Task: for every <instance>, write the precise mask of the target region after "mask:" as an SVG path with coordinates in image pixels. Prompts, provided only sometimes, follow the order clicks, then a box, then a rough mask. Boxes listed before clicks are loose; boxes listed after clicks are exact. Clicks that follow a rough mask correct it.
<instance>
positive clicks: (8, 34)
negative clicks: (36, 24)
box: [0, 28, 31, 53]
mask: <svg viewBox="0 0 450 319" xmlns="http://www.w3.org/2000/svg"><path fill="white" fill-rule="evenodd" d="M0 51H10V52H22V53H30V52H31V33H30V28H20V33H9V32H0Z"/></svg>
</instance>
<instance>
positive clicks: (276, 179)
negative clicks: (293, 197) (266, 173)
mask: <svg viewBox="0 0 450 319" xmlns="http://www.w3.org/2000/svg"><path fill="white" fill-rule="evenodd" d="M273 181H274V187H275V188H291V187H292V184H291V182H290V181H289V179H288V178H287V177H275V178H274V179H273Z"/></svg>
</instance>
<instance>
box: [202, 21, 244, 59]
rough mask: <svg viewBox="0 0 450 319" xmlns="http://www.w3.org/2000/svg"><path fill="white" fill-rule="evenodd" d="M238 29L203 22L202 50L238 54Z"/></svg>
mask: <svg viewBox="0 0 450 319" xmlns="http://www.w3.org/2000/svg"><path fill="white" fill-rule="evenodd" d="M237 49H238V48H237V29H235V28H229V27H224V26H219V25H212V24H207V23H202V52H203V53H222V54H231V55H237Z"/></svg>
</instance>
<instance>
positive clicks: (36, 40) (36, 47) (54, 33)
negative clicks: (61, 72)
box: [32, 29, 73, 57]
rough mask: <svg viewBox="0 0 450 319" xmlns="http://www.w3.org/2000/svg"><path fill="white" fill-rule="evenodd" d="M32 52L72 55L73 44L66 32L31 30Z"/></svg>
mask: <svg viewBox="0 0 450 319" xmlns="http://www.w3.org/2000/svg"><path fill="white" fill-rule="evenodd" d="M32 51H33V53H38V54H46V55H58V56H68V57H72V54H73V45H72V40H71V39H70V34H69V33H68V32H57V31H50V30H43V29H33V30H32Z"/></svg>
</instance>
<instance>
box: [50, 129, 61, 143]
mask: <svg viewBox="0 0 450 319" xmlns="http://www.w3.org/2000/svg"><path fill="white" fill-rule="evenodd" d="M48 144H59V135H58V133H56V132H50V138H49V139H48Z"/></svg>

---

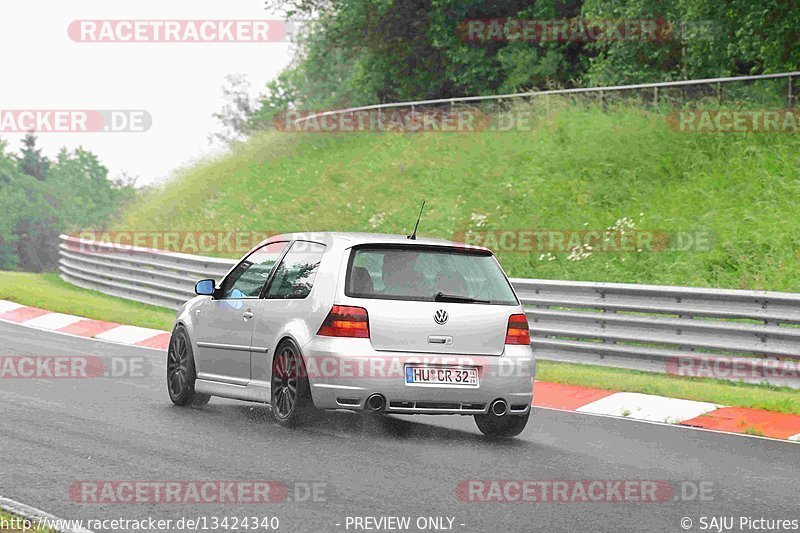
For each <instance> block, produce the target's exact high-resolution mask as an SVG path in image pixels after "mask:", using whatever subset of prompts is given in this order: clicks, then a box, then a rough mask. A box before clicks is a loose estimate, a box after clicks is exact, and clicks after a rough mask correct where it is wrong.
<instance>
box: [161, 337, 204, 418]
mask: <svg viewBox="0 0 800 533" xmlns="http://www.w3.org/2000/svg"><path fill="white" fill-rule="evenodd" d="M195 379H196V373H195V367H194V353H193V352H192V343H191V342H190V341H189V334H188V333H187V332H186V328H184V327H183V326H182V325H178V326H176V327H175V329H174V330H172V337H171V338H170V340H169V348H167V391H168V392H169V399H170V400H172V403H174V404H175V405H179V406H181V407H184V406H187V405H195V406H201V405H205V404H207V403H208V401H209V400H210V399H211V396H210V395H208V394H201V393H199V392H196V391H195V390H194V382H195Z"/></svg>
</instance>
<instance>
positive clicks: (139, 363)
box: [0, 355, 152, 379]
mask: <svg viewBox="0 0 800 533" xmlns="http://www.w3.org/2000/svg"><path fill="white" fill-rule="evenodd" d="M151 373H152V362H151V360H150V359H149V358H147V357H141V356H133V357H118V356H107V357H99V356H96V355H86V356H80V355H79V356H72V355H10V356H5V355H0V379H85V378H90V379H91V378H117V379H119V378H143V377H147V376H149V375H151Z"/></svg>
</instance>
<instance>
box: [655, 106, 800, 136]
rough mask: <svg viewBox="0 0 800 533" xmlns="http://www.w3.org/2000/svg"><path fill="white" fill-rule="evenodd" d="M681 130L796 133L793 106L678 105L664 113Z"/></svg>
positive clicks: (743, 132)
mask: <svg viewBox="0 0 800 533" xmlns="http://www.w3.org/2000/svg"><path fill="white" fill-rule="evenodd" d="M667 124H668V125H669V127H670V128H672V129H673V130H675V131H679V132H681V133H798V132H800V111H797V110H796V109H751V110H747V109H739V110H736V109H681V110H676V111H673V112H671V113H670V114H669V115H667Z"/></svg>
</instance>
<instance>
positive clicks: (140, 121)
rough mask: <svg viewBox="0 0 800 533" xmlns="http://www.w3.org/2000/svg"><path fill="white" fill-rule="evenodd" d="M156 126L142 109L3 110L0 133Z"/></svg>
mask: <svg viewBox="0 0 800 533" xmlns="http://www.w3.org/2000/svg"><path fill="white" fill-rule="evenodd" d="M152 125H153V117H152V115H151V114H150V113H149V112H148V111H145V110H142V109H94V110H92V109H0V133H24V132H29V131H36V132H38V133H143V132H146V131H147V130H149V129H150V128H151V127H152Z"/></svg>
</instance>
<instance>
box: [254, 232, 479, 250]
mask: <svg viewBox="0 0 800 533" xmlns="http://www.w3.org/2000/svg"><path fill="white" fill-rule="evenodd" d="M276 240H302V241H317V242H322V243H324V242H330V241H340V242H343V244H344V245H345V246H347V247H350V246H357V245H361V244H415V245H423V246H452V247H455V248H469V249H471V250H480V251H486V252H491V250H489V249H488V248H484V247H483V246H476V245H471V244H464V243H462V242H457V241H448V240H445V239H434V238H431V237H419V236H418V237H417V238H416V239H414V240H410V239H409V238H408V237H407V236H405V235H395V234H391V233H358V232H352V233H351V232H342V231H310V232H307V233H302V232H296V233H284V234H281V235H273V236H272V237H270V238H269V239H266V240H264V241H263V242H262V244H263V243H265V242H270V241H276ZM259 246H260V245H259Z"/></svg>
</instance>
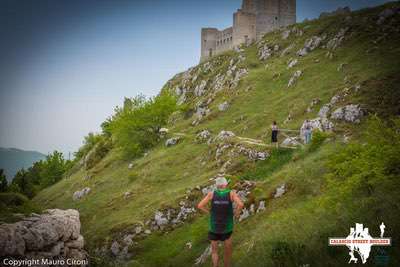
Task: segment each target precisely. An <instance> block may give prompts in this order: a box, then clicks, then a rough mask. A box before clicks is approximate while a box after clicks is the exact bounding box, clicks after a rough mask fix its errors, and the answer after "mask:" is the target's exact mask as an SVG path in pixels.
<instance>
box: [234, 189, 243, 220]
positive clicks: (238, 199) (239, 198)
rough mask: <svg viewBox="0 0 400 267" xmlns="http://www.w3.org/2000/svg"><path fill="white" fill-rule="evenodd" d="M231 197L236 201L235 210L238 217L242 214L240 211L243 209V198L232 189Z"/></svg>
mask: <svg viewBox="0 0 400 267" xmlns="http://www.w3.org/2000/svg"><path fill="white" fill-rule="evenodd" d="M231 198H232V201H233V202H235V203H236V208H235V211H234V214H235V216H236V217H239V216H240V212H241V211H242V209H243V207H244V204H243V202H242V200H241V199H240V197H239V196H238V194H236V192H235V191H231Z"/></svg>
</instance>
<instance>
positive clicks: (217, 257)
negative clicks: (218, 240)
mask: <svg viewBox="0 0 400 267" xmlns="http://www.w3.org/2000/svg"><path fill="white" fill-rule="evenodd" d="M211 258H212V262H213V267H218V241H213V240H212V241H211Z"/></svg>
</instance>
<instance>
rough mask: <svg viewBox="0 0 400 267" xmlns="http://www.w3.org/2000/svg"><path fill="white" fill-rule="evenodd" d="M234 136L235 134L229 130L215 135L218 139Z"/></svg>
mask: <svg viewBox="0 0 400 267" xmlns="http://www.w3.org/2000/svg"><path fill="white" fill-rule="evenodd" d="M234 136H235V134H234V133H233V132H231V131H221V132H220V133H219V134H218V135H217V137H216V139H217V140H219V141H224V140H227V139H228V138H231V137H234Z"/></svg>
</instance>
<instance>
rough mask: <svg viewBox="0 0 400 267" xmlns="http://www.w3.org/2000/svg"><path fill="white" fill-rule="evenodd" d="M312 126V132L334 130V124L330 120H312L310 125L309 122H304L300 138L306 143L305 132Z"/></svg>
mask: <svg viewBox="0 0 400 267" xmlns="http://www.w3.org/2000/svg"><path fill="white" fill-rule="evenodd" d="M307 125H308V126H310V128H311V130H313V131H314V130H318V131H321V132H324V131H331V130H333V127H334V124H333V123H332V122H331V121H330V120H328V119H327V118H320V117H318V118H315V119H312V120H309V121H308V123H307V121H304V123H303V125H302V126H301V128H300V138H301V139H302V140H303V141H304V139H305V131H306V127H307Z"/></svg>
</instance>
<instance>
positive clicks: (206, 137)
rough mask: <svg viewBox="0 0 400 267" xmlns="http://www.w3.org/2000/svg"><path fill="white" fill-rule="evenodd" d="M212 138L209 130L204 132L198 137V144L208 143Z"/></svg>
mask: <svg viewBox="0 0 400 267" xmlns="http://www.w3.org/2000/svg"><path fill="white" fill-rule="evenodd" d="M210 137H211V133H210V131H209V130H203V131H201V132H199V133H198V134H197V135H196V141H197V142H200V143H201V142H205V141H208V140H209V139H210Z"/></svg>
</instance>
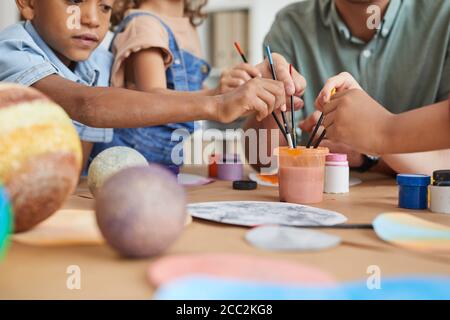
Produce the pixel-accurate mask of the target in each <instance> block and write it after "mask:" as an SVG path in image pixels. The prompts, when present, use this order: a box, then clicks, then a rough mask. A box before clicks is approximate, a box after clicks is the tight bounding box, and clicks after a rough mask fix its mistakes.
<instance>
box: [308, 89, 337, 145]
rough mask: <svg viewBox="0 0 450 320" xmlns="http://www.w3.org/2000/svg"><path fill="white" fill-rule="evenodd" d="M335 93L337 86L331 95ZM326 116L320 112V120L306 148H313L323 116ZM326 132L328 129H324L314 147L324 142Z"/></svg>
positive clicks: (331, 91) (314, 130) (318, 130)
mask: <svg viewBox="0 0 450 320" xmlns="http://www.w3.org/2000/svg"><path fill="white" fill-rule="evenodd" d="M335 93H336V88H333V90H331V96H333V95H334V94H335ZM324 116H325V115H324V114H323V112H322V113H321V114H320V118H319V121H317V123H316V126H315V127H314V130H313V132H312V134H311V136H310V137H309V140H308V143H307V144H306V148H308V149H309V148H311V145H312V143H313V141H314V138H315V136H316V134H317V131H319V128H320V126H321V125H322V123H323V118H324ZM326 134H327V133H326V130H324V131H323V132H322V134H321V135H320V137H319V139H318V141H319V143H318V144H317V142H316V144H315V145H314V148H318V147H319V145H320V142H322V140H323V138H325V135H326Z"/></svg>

--- TASK DETAILS ---
Copy out the lines from the one containing "Task: for every" through the one containing "positive clicks: (8, 34)", including both of those lines.

--- SOLVED EXERCISE ---
Task: for every <instance>, write the precise mask of the target region after "mask:" as an SVG path with coordinates in image pixels. Prompts, provided only sometimes, follow the order clicks, then a box, then a rough mask. Boxes listed before clicks are loose; boxes listed after clicks are exact. Clicks that follow a rough mask correct it.
<instance>
positive clicks: (8, 34)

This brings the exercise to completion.